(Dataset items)
* start *
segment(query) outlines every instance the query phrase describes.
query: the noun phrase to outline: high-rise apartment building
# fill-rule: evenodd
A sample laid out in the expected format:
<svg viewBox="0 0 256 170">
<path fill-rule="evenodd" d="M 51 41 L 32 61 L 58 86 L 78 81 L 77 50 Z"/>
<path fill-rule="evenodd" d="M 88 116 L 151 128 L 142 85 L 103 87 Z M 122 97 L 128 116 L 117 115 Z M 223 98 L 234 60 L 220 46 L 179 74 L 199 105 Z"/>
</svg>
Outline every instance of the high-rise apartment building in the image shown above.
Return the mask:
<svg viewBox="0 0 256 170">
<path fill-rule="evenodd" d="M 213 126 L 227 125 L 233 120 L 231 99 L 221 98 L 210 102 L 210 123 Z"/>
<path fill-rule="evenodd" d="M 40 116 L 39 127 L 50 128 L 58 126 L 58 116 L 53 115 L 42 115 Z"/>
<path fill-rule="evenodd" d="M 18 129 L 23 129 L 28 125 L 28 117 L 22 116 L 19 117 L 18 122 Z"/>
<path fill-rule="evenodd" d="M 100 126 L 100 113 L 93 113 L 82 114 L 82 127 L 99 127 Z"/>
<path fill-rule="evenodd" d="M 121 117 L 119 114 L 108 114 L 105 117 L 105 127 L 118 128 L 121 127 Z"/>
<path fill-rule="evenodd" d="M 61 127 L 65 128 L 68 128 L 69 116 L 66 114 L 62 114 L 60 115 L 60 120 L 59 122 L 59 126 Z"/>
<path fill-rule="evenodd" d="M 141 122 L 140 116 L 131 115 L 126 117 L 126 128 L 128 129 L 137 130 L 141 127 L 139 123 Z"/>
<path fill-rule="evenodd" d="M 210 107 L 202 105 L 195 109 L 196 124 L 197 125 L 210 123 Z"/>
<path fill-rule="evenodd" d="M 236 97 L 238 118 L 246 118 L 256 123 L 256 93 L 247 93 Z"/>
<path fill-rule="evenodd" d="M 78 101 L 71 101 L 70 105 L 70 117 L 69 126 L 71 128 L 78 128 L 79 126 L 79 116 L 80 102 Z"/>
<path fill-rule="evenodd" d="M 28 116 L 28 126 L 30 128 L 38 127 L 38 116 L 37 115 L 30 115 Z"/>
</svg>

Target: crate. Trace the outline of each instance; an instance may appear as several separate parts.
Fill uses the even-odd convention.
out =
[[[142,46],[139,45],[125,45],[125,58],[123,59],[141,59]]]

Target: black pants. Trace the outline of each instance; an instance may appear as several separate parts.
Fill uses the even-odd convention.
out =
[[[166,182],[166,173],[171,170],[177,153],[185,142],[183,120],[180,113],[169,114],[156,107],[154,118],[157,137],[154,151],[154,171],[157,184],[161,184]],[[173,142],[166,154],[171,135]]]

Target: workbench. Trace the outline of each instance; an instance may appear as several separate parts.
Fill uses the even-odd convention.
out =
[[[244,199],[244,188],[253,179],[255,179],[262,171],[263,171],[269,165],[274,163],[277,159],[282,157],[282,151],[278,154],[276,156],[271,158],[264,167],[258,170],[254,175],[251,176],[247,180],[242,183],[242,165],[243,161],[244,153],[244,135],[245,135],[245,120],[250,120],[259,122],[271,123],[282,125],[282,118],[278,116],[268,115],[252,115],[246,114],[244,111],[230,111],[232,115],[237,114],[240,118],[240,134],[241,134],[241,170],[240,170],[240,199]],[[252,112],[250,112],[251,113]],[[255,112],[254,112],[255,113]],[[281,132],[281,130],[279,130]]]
* end *
Please write out all of the data above line for line, without changing a single character.

* [Expected answer]
segment(query) outlines every instance the query phrase describes.
query: the noun phrase to outline: high-rise apartment building
# fill-rule: evenodd
A sample laid out in the expected format:
<svg viewBox="0 0 256 170">
<path fill-rule="evenodd" d="M 51 41 L 32 61 L 58 86 L 78 81 L 77 50 Z"/>
<path fill-rule="evenodd" d="M 88 116 L 151 128 L 142 85 L 103 87 Z M 122 97 L 128 116 L 117 115 Z M 223 98 L 234 60 L 220 46 L 179 74 L 199 105 Z"/>
</svg>
Outline every instance of the high-rise apartment building in the image shown above.
Return the mask:
<svg viewBox="0 0 256 170">
<path fill-rule="evenodd" d="M 213 126 L 227 125 L 233 120 L 231 99 L 221 98 L 210 102 L 210 123 Z"/>
<path fill-rule="evenodd" d="M 40 116 L 39 127 L 50 128 L 58 126 L 58 116 L 53 115 L 42 115 Z"/>
<path fill-rule="evenodd" d="M 18 129 L 23 129 L 28 125 L 28 117 L 22 116 L 19 117 L 18 122 Z"/>
<path fill-rule="evenodd" d="M 100 126 L 100 113 L 93 113 L 82 114 L 82 127 L 99 127 Z"/>
<path fill-rule="evenodd" d="M 121 117 L 119 114 L 108 114 L 105 117 L 105 127 L 118 128 L 121 127 Z"/>
<path fill-rule="evenodd" d="M 61 127 L 65 128 L 68 128 L 69 116 L 66 114 L 62 114 L 60 115 L 60 120 L 59 122 L 59 126 Z"/>
<path fill-rule="evenodd" d="M 141 122 L 140 116 L 131 115 L 126 117 L 126 128 L 128 129 L 137 130 L 141 127 L 139 123 Z"/>
<path fill-rule="evenodd" d="M 210 107 L 202 105 L 195 109 L 196 124 L 197 125 L 210 123 Z"/>
<path fill-rule="evenodd" d="M 236 97 L 238 118 L 246 118 L 256 123 L 256 93 L 247 93 Z"/>
<path fill-rule="evenodd" d="M 78 101 L 71 101 L 70 105 L 70 117 L 69 126 L 71 128 L 78 128 L 79 126 L 79 116 L 80 102 Z"/>
<path fill-rule="evenodd" d="M 28 116 L 28 126 L 30 128 L 38 127 L 38 116 L 37 115 L 30 115 Z"/>
</svg>

Target: crate. Trace the outline of each instance; an instance may appear as several separate parts.
Fill uses the even-odd convention.
out =
[[[142,46],[139,45],[125,45],[125,58],[123,59],[141,59]]]

Target: black pants. Trace the outline of each instance; an instance may appear as several separate parts.
Fill uses the even-odd convention.
out =
[[[166,182],[166,173],[171,170],[177,153],[185,142],[183,120],[180,113],[169,114],[156,107],[154,118],[157,137],[154,151],[154,171],[157,184],[161,184]],[[173,142],[166,154],[171,135]]]

Target: workbench. Trace the outline of each instance; an instance may appear as several separate parts.
Fill uses the even-odd convention.
out =
[[[244,199],[244,188],[253,179],[255,179],[262,171],[263,171],[269,165],[274,163],[277,159],[282,157],[282,151],[278,154],[276,156],[271,158],[264,167],[258,170],[254,175],[251,176],[247,180],[242,183],[242,165],[243,161],[244,153],[244,135],[245,135],[245,120],[250,120],[259,122],[271,123],[282,125],[282,118],[278,116],[268,115],[252,115],[246,114],[244,111],[230,111],[232,115],[237,114],[240,118],[240,134],[241,134],[241,170],[240,170],[240,199]],[[252,112],[250,112],[251,113]],[[255,112],[254,112],[255,113]],[[281,132],[281,130],[279,130]]]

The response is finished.